RECORDS SHOWN:

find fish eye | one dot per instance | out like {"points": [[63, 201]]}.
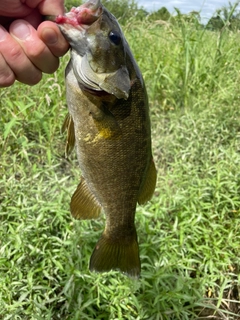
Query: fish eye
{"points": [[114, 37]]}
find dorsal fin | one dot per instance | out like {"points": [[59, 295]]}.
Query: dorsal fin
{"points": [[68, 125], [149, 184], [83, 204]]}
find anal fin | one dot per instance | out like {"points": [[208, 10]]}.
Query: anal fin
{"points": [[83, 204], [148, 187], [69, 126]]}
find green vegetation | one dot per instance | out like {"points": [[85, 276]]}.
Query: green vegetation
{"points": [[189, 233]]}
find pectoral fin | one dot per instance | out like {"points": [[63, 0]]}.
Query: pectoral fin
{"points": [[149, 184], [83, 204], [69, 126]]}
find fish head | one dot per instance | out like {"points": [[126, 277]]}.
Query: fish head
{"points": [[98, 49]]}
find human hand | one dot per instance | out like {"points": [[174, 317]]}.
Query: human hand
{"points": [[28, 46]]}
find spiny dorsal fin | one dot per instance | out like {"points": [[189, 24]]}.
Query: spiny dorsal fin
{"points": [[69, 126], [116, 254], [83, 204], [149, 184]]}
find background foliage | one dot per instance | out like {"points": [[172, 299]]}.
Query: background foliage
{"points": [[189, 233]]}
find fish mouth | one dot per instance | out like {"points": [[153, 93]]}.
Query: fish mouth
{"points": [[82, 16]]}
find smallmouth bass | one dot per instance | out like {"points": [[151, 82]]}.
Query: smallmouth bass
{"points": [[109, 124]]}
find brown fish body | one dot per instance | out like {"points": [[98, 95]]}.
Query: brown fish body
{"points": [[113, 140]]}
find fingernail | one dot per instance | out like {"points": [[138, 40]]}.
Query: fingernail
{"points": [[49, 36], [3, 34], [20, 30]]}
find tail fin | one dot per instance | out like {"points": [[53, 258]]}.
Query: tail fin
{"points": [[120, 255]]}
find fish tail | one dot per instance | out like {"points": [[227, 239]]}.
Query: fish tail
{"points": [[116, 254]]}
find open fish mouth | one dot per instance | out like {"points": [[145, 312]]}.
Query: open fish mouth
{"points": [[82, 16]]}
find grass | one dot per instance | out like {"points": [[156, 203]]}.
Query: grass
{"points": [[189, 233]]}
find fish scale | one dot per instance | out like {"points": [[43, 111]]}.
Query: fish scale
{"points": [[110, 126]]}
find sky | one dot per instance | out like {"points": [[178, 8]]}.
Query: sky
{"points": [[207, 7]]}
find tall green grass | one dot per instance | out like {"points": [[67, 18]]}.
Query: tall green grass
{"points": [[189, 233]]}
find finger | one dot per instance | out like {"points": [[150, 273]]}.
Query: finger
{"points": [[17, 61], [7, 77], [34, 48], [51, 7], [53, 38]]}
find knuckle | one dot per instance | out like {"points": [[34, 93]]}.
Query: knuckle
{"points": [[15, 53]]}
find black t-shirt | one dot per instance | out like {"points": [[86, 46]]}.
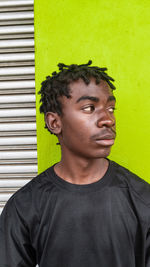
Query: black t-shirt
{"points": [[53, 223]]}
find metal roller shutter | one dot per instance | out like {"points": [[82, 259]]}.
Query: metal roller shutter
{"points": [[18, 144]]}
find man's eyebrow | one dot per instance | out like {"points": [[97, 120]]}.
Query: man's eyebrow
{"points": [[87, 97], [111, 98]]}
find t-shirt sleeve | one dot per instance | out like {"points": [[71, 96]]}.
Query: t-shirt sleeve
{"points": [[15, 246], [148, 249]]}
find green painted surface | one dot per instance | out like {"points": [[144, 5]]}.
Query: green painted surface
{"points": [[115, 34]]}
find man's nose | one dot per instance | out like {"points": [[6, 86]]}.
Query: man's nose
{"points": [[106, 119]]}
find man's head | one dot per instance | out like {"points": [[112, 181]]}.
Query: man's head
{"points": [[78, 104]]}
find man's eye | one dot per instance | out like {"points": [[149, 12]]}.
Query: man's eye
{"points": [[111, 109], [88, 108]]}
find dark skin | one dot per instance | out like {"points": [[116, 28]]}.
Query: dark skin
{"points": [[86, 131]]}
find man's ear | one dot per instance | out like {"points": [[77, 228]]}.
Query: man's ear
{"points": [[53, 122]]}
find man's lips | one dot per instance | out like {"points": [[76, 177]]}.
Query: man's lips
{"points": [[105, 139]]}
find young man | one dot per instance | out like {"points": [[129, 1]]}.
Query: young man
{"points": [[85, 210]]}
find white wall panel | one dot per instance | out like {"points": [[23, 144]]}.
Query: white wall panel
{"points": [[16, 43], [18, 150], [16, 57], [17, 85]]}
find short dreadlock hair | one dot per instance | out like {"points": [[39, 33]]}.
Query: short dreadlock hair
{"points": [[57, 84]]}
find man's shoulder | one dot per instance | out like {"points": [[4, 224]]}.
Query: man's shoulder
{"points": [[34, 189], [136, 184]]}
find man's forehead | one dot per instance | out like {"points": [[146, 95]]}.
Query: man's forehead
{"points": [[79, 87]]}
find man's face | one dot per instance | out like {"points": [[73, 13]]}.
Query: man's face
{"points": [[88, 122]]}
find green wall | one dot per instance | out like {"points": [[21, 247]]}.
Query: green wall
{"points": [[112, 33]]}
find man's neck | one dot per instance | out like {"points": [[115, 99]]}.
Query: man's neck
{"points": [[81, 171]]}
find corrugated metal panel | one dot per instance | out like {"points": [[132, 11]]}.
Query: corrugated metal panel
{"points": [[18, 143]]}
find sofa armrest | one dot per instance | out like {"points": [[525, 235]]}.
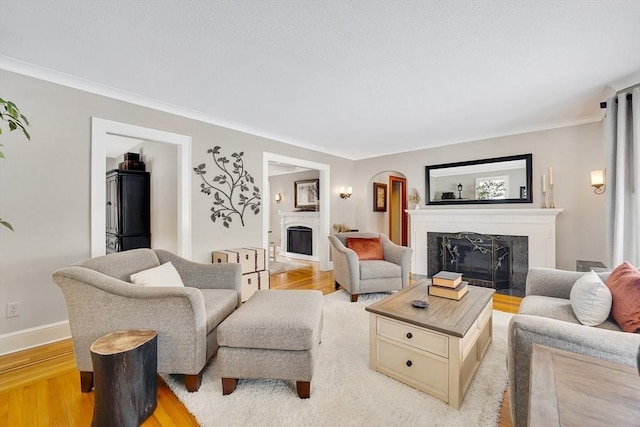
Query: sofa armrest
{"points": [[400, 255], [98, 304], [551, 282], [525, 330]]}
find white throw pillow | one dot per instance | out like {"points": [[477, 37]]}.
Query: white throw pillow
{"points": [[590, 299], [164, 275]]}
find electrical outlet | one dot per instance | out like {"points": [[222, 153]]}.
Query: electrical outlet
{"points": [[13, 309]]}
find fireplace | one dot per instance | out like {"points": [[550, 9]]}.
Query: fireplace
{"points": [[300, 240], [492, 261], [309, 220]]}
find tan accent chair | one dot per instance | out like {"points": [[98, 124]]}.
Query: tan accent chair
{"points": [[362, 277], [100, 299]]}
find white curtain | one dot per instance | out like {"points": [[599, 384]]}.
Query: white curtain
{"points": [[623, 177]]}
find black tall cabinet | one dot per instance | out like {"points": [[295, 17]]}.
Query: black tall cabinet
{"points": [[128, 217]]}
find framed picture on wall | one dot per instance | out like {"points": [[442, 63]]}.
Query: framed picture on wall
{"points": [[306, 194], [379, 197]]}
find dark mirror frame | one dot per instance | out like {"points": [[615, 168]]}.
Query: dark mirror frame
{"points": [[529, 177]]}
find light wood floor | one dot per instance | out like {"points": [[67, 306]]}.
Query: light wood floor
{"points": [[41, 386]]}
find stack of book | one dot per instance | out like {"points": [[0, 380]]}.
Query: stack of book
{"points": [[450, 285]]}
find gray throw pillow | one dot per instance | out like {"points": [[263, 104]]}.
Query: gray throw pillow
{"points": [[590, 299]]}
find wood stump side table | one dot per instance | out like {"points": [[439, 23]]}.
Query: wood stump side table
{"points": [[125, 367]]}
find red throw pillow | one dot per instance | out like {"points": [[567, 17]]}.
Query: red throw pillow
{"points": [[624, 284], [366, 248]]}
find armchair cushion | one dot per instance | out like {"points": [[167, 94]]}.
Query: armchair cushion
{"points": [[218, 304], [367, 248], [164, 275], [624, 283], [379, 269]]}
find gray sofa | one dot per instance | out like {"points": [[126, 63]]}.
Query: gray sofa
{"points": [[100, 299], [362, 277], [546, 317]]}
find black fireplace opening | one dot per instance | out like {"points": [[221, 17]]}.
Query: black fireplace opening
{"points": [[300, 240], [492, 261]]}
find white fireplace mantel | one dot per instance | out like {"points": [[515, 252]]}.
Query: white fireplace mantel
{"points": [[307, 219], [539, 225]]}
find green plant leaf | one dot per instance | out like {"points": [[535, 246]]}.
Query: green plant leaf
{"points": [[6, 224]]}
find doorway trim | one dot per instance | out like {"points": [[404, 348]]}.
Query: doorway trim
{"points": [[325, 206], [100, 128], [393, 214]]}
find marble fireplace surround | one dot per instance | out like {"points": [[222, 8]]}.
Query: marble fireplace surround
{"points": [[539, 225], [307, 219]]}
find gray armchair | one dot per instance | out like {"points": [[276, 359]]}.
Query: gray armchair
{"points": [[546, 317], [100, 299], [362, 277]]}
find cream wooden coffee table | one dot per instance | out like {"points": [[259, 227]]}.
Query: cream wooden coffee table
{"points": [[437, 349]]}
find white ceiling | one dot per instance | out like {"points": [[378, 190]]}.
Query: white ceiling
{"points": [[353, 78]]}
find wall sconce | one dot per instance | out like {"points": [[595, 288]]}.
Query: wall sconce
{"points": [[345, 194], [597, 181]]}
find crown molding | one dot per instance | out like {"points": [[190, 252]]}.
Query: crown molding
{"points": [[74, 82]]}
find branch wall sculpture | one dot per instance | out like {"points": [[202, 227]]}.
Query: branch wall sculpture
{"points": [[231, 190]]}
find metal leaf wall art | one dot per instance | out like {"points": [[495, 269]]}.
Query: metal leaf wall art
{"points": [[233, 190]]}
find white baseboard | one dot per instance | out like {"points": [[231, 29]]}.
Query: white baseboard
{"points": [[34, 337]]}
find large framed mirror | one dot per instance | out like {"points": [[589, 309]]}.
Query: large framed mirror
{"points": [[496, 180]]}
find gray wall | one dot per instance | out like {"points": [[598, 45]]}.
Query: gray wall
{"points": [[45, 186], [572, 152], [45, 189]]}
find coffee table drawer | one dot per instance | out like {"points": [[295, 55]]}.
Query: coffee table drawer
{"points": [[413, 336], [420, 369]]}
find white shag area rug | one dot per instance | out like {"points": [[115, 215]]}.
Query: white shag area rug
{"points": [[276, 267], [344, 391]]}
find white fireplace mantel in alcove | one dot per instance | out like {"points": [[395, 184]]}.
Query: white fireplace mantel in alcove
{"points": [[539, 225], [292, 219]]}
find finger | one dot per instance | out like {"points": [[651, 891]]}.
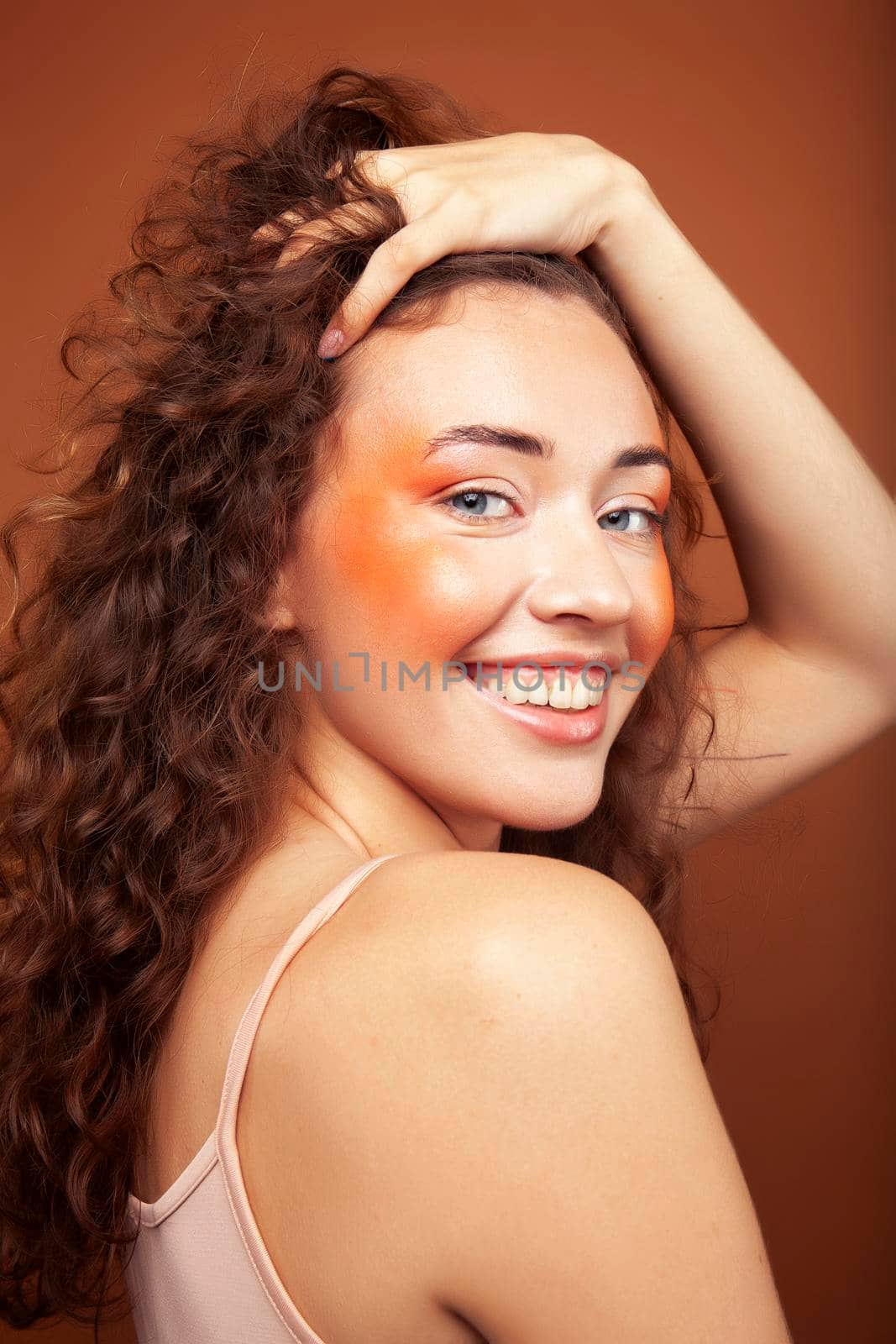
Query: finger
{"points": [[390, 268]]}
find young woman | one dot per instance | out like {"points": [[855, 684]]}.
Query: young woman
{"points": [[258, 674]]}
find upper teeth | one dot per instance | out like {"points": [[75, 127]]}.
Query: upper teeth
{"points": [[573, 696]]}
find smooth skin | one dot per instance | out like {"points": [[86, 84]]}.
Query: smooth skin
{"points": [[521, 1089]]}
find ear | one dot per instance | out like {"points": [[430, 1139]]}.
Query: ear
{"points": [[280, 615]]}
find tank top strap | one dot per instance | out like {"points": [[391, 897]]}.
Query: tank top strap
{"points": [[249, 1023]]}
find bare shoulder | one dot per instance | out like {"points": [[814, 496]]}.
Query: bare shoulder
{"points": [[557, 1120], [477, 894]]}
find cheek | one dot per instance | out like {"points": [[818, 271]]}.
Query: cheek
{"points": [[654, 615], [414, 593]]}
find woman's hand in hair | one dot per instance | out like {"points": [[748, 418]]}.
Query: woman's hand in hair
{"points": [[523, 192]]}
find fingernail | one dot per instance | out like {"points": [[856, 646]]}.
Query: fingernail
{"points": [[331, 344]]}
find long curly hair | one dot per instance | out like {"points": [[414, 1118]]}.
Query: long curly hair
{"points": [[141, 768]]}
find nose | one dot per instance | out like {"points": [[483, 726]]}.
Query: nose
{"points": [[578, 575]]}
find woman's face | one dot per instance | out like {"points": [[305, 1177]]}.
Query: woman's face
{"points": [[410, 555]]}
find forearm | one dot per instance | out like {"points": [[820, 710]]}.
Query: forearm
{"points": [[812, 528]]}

WHAT THIS TASK INVOLVES: From the first line above to the line containing "find anal fin", repeat each line exactly. Pictures stay out.

OUTPUT FOR THIS TASK:
find fish eye | one dot per instance | out like {"points": [[63, 201]]}.
Query: fish eye
{"points": [[114, 37]]}
find dorsal fin | one dot per instance | out like {"points": [[59, 295]]}.
Query: dorsal fin
{"points": [[68, 125], [149, 184], [83, 204]]}
find anal fin | one dot per instance | out like {"points": [[208, 10]]}.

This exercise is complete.